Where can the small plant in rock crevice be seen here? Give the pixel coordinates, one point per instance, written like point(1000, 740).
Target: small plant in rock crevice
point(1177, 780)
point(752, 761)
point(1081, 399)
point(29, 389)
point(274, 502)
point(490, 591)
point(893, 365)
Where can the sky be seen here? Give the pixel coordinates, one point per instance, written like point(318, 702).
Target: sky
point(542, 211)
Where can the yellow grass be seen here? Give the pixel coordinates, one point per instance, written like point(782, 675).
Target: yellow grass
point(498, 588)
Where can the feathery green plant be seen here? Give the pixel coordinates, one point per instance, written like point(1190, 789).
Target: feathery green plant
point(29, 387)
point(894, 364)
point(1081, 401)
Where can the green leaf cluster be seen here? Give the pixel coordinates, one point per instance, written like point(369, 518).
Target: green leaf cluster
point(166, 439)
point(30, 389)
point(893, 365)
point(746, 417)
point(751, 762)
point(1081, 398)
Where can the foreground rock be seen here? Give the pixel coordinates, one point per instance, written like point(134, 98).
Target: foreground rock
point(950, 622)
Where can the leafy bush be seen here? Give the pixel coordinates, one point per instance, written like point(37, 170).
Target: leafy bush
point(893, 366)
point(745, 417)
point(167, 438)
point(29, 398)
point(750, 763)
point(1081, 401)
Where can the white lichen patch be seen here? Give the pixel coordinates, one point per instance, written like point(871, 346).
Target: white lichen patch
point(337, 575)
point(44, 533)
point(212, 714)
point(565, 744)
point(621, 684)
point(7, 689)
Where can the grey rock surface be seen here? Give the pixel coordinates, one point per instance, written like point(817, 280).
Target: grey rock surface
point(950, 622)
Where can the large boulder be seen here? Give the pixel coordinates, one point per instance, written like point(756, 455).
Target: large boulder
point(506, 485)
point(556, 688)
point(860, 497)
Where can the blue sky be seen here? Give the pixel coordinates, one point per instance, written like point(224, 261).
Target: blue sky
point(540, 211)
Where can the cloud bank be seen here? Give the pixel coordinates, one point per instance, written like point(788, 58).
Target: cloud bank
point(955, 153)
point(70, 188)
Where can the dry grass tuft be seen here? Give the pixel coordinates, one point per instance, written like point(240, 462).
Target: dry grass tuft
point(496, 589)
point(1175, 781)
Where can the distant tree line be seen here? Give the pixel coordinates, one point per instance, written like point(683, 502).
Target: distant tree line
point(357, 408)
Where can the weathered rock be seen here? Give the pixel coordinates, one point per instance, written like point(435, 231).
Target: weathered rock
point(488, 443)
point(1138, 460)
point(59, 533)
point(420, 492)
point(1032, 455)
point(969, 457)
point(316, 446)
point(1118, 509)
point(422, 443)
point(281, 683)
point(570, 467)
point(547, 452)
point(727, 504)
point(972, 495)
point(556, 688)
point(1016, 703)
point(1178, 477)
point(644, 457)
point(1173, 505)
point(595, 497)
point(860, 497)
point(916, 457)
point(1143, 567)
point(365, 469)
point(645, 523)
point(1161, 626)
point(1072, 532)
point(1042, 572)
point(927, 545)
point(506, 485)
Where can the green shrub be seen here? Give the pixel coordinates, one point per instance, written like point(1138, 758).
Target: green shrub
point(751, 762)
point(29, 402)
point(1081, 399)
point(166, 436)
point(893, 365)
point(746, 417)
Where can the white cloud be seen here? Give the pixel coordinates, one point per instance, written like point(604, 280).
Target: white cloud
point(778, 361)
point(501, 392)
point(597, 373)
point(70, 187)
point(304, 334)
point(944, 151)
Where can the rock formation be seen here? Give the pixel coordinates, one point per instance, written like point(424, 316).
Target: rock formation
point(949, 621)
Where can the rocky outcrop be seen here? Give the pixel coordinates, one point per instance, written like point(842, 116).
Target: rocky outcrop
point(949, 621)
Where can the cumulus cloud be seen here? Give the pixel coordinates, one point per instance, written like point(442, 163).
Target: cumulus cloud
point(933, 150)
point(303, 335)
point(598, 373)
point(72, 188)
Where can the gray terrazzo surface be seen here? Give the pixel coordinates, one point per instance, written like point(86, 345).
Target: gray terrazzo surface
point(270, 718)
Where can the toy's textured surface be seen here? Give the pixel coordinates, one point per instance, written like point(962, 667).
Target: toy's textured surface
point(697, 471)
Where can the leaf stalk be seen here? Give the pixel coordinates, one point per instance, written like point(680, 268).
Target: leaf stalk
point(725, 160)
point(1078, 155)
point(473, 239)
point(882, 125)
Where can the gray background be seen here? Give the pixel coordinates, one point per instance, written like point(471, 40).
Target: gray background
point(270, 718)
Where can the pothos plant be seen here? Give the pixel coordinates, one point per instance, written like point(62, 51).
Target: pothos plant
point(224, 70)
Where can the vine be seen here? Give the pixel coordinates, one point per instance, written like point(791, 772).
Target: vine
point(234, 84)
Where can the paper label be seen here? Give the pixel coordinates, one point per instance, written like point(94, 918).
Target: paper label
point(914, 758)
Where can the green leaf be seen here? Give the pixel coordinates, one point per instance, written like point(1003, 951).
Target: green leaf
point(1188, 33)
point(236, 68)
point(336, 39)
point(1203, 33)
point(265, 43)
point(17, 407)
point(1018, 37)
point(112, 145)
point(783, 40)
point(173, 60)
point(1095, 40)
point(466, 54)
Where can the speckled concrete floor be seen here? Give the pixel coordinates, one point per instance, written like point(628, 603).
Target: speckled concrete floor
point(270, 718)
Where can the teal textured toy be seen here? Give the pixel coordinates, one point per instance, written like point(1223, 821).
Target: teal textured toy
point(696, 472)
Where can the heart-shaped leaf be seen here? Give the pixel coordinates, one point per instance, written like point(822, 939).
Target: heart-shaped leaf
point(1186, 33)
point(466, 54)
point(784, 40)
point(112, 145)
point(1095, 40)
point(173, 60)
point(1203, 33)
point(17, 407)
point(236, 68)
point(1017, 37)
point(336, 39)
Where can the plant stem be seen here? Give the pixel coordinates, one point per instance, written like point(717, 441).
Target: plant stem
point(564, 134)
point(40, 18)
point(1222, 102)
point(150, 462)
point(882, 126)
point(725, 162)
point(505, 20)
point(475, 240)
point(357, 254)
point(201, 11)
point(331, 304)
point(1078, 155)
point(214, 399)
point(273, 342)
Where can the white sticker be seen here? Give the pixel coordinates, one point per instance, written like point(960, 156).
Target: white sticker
════════
What is required:
Return, unchanged, the run of lines above that opens with the line containing "Target: toy's textured surface" and closes with the line containing "Where can the gray background". Include both.

Result of this task:
Target: toy's textured surface
point(697, 471)
Where can the leaf stalk be seen here? Give the pixel coordinates, one point per instance, written like point(680, 268).
Target: leaf stalk
point(725, 160)
point(1078, 155)
point(473, 239)
point(882, 125)
Where can the gray background be seen here? Give the pixel coordinates, one point per instance, written like point(471, 40).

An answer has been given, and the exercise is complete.